Find every line in the rows below that contains the word "point" and copy each of those lines in full. Case counts.

Supplied material:
═══

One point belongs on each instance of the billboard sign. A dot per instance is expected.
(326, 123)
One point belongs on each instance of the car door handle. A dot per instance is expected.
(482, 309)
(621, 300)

═══

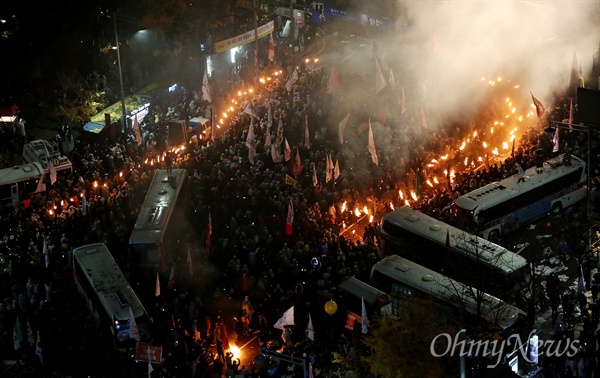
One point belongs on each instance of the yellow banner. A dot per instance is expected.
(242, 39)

═══

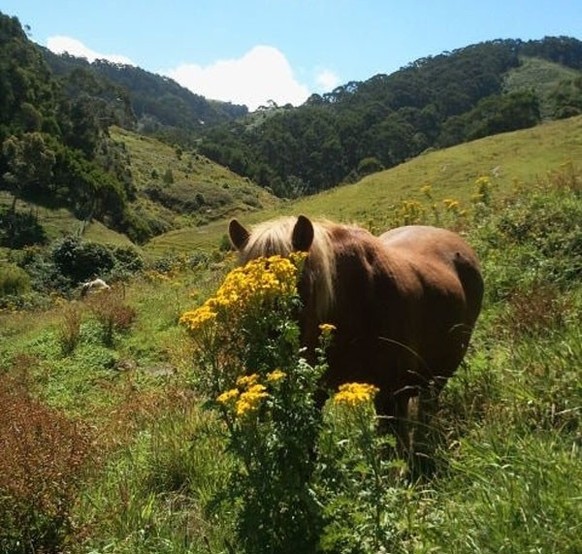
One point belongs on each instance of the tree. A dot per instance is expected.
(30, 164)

═══

Right answer:
One point belongs on each instance of the billboard sign. A dot per instance is expected.
One point belongs on each instance of the car door handle. A dot per instance is expected.
One point belongs on each instance of the yellow banner. A dot per instance is expected.
One point belongs on each instance of the tree. A dot per instance is expected.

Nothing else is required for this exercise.